» 提示文

◆ ◆ ◆ ◆ ◆ ◆ ◆

- 従業員エンゲージメントを構成する3つの要素
- 従業員エンゲージメント向上によるメリット
- 従業員エンゲージメントを高める方法【企業事例あり】
強い組織をつくるには従業員エンゲージメントの向上が欠かせませんが、具体的にどのような要素を高めるべきか理解していない方もいるのではないでしょうか。
従業員エンゲージメントは、以下の3つの要素で構成されており、向上施策に反映するには調査にもとづく分析・検討が必要です。
- 企業理念の理解度
- 企業目標・ビジョンの共感度
- 積極的な行動意欲
本記事では、従業員エンゲージメントの構成要素や注目される背景、企業の取り組み事例を詳しく解説します。
具体的な測定方法やツールも紹介していますので、魅力ある組織づくりの第一歩として、ぜひ参考にしてみてください。
従業員エンゲージメントとは?

◆ ◆ ◆ ◆ ◆ ◆ ◆

データセットに並ぶ項目
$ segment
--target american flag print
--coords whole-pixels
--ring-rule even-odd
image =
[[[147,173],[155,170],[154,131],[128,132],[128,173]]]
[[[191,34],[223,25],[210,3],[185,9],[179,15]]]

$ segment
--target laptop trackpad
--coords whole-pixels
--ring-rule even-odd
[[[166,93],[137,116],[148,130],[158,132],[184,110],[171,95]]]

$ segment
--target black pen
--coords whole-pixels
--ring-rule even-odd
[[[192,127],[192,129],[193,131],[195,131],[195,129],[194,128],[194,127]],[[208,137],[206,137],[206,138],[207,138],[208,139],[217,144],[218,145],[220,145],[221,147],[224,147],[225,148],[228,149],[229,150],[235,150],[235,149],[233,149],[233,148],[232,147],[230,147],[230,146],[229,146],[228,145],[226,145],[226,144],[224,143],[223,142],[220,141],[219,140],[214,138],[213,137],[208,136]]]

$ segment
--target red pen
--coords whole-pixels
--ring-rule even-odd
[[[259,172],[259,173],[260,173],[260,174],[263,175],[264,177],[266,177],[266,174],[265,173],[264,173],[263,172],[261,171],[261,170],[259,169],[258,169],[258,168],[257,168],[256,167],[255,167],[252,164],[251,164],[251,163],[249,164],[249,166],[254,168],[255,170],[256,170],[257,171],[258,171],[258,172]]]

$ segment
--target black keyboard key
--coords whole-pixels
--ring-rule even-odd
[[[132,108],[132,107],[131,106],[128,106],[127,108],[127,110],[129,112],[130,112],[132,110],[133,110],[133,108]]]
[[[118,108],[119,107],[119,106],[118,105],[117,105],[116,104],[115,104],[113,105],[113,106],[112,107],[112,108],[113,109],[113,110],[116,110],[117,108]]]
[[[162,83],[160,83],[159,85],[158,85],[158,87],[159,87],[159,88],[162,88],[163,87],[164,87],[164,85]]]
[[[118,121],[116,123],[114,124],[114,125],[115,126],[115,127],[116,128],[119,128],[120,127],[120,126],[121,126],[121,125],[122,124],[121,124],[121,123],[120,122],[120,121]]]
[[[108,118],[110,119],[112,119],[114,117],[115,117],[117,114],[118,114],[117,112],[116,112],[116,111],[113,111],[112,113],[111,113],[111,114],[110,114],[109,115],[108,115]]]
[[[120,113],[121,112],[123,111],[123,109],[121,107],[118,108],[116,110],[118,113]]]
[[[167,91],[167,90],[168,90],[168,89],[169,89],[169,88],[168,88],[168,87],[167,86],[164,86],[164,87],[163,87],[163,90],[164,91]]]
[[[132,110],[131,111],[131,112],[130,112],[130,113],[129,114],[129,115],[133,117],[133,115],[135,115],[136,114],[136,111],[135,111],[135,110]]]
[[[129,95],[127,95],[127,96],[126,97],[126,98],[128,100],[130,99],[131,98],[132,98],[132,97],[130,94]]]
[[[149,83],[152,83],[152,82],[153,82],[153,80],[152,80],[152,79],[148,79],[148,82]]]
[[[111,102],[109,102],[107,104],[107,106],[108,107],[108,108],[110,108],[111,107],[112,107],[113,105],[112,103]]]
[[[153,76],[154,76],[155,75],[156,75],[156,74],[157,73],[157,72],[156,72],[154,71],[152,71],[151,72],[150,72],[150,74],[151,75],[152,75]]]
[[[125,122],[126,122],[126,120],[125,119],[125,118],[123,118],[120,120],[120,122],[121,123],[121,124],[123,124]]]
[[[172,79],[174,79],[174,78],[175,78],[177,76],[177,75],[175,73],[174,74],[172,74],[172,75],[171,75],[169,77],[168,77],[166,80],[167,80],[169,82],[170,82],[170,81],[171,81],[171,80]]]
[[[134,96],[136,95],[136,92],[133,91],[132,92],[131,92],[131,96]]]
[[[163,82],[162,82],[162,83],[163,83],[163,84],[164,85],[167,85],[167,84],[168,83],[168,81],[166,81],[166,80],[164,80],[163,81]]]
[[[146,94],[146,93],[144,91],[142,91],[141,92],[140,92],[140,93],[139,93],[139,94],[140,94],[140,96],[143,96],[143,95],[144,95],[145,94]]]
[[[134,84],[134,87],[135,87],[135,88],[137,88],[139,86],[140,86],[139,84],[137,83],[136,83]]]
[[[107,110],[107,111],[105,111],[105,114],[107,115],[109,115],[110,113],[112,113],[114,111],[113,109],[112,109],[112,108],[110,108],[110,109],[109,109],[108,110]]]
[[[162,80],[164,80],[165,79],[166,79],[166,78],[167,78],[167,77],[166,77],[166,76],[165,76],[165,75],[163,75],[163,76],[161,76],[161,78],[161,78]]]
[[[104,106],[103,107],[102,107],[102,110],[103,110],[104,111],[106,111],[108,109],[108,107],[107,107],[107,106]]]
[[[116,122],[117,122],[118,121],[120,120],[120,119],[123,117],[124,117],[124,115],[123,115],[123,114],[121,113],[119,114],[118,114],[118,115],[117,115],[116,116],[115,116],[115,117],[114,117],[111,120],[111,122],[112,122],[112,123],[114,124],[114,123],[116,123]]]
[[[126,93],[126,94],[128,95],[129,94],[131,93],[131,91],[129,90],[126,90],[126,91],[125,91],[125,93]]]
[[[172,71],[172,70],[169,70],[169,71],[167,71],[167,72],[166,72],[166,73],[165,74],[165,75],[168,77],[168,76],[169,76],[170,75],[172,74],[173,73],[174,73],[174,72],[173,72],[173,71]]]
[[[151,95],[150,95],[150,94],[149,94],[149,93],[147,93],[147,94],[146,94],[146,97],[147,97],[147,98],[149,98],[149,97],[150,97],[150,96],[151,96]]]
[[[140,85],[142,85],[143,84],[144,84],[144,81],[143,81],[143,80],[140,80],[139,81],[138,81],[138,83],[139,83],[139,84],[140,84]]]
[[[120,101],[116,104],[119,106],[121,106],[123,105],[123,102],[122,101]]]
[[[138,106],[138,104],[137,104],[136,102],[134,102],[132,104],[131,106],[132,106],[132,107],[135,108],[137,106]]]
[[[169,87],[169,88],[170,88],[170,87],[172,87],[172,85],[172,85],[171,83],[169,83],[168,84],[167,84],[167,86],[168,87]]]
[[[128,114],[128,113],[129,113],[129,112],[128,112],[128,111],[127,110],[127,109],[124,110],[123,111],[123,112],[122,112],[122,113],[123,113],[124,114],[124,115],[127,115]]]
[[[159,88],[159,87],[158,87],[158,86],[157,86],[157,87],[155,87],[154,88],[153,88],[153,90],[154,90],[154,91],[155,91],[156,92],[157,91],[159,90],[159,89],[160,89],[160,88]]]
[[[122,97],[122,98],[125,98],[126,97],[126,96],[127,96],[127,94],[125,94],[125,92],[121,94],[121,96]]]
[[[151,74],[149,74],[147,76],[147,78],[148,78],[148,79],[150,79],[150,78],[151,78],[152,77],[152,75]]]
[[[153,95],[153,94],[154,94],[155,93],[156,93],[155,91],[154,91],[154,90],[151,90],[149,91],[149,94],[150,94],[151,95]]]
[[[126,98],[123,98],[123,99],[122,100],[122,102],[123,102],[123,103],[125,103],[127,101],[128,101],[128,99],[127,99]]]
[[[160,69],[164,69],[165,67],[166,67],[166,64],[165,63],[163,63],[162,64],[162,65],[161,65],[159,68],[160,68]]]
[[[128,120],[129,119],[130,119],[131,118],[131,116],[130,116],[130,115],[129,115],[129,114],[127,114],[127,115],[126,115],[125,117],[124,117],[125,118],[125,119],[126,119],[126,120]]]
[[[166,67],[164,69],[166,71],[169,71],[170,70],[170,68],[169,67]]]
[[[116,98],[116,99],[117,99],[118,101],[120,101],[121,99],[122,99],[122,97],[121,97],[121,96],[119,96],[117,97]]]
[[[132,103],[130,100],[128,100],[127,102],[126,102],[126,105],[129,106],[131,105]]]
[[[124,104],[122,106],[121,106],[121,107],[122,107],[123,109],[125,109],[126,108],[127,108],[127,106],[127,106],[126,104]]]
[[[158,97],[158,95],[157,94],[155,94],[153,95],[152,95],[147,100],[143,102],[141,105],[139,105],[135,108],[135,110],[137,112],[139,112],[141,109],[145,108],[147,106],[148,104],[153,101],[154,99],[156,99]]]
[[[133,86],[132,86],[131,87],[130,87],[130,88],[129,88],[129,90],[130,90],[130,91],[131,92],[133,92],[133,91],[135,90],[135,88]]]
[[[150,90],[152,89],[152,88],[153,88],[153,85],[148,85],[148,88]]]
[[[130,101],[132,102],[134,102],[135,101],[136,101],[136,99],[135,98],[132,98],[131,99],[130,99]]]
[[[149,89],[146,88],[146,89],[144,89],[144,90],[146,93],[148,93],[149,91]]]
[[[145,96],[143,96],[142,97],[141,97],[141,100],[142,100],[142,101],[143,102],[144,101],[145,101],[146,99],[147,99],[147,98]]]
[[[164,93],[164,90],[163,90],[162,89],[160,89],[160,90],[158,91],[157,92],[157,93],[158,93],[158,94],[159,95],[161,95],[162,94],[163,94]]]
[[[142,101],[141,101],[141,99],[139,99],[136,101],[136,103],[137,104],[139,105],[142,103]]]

◆ ◆ ◆ ◆ ◆ ◆ ◆

» 課題の指示
**1)** 次の(a)〜(c)が提示文の内容と合うかどうか、それぞれ「はい」か「いいえ」で答え、判断の決め手となる提示文の語句を引用すること。
(a) 従業員エンゲージメントは3つの要素で構成されている。
(b) 記事では具体的な測定方法やツールは扱われていない。
(c) 向上施策に反映するには調査にもとづく分析・検討が必要だとしている。
**2)** 提示文のうち「従業員エンゲージメントは、以」から始まり「従業員エンゲージメントとは?」で終わる部分を、「従業員エンゲージメント」を「社員エンゲージメント」に置き換えて書き直すこと。

» 各課題の解答
**1)**
(a) はい。「従業員エンゲージメントは、以下の3つの要素で構成されており」
(b) いいえ。「具体的な測定方法やツールも紹介しています」
(c) はい。「向上施策に反映するには調査にもとづく分析・検討が必要です」

**2)**
社員エンゲージメントは、以下の3つの要素で構成されており、向上施策に反映するには調査にもとづく分析・検討が必要です。
- 企業理念の理解度
- 企業目標・ビジョンの共感度
- 積極的な行動意欲
本記事では、社員エンゲージメントの構成要素や注目される背景、企業の取り組み事例を詳しく解説します。
具体的な測定方法やツールも紹介していますので、魅力ある組織づくりの第一歩として、ぜひ参考にしてみてください。
社員エンゲージメントとは?